*TRY IT:*
Reproduce each entry exactly, so that everything except the pictures is carried over.

══════════════════════════════

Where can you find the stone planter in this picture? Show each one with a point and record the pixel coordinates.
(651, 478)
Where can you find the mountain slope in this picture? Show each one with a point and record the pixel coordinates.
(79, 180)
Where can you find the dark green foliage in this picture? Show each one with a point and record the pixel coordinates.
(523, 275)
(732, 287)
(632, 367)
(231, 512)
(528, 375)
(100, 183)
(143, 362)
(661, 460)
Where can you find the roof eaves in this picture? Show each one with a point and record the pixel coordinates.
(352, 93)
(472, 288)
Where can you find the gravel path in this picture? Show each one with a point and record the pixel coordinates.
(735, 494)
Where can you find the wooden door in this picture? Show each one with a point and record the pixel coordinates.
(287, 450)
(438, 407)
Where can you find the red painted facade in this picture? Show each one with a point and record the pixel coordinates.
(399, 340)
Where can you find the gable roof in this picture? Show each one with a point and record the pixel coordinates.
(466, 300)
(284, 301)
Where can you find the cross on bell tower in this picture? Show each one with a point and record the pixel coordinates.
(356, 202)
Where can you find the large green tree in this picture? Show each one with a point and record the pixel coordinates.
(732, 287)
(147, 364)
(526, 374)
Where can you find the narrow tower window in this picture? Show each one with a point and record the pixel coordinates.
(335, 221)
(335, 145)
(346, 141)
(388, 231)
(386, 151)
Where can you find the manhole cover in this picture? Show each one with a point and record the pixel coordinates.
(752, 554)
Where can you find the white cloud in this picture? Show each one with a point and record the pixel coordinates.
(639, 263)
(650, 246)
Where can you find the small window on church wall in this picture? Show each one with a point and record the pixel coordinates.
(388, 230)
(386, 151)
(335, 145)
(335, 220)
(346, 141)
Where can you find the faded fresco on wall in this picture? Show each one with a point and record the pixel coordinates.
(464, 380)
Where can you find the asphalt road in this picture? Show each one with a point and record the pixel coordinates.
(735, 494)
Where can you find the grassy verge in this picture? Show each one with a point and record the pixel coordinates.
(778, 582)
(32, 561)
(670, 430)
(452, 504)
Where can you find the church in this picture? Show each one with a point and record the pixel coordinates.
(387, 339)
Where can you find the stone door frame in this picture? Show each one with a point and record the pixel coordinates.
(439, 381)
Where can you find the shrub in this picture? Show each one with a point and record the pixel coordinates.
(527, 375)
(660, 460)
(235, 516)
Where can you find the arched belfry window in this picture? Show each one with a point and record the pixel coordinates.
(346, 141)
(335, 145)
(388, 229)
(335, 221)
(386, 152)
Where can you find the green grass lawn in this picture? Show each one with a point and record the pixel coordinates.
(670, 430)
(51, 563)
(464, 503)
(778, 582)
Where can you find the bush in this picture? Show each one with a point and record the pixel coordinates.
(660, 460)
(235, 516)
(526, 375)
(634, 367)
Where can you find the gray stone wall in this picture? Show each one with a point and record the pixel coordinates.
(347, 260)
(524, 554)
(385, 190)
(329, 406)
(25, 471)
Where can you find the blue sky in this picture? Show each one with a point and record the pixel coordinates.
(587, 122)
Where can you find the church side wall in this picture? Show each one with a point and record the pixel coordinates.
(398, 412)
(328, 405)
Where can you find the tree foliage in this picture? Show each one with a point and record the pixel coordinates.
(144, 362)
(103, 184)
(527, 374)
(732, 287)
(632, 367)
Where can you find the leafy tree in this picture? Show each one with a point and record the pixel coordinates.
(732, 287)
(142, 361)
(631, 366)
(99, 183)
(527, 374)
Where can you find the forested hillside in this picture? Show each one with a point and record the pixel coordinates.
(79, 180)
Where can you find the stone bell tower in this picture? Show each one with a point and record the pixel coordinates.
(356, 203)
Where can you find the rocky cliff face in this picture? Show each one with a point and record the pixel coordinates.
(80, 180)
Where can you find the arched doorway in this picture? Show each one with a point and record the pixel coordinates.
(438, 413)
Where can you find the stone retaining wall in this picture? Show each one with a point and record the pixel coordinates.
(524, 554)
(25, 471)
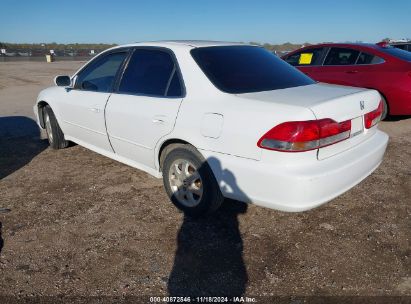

══════════════════════════════

*SOLUTION FOR THIS PROBLEM:*
Where can you find the stone planter in this picture? Show each one with a point and record the pixel coordinates.
(651, 478)
Where can you find the mountain slope in this picture? Show each one with a point and record the pixel coordinates.
(79, 180)
Where can you find the dark green foliage in this picture? Show each one with a point and record the pixel coordinates.
(523, 275)
(732, 287)
(632, 367)
(231, 512)
(528, 375)
(100, 183)
(143, 362)
(661, 460)
Where can you find the roof eaves in this picture? Show each one with a point and record the pixel coordinates.
(352, 93)
(472, 288)
Where can you find the gravel path in this picture? Show each one with a point and record the pixel coordinates.
(735, 494)
Where can you find the wooden door in this picture? Show each one with a point and record the pixel coordinates.
(287, 450)
(438, 407)
Where can you find the red painted facade in this picture? Show each one with a point and record the pixel coordinates.
(399, 340)
Where can you find the gable roof in this picture? Show each one with a point and record the pixel coordinates.
(466, 300)
(284, 301)
Where can you find the cross on bell tower in this picture? Show each one with a point and record the pixel coordinates.
(356, 202)
Where can you find the large green tree in this picture? Show each one with a point and record the pixel coordinates.
(732, 287)
(147, 364)
(526, 374)
Where can you find the narrow tower window in this picture? Show each one with a point and record the pixel coordinates.
(335, 221)
(335, 145)
(346, 141)
(388, 231)
(386, 151)
Where can you find the manhole cover in this picture? Show each one with a point and record the pixel coordinates.
(752, 554)
Where can you find the white cloud in this picture? Show each one with a point and record the pixel coordinates.
(639, 263)
(650, 246)
Where can you find the small window on church wall in this picture? Show each one with a point and record the pixel coordinates.
(388, 230)
(386, 151)
(335, 145)
(335, 220)
(346, 141)
Where can you find the faded fresco on wall in this picture? Show each one with a point and record the pixel coordinates.
(464, 380)
Where can you find the asphalt road in this picture? Show each one with a point and record the pixel coordinates.
(735, 494)
Where can you find the grassy verge in this picture? Show each one with a point and record the pixel coordinates.
(778, 582)
(32, 561)
(670, 430)
(452, 504)
Where can you find the church in this picture? Show each one with a point and record the pixel coordinates.
(387, 339)
Where can you find the stone door frame in this picture? Show each one with a point and record the pixel coordinates.
(439, 381)
Where can you find the shrub in this picture? Show each one with a point and record the pixel coordinates.
(527, 375)
(660, 460)
(235, 516)
Where can you find the arched belfry window in this picture? Show each one with a point and record the pixel coordinates.
(346, 141)
(335, 145)
(388, 229)
(335, 221)
(386, 152)
Where can you find the green grass lawn in this picture? Show each one with a point and record the pixel coordinates.
(670, 430)
(51, 563)
(464, 503)
(778, 582)
Where can you find the bush in this picture? Show each one with a point and record the pixel coordinates.
(660, 460)
(235, 516)
(526, 375)
(634, 367)
Where can you find the gray stone wall in this picture? Show each one with a point and record the pixel coordinates.
(347, 260)
(524, 554)
(385, 190)
(329, 406)
(25, 471)
Where can you find the blue sky in this picture? Show each one with a point and record the pixel coordinates.
(587, 122)
Where can you find the church side wall in this picture? Show each one with a point and record the pixel coordinates.
(398, 412)
(328, 405)
Where can you find the tree foliage in this picture? Show each one with a point and record the pixel coordinates.
(144, 362)
(103, 184)
(527, 374)
(732, 287)
(632, 367)
Where can you find the leafy tree in this picture? Show each one with a point and record the pixel coordinates.
(732, 287)
(142, 361)
(631, 366)
(99, 183)
(527, 374)
Where can you find the forested hillside in this picture? Show each one with a point and record the pixel coordinates.
(79, 180)
Where can you find the stone bell tower in this picture? Show each one with a point and record the pixel coordinates.
(356, 203)
Where can you find the rocky cliff face in this picture? Show each one with a point and record the pixel coordinates.
(80, 180)
Where can you find the arched doorway in this picture? Show each one with a point and record the pixel coordinates.
(438, 413)
Where can you find the stone retaining wall in this picture? Show each one with a point and record the pixel coordinates.
(524, 554)
(25, 471)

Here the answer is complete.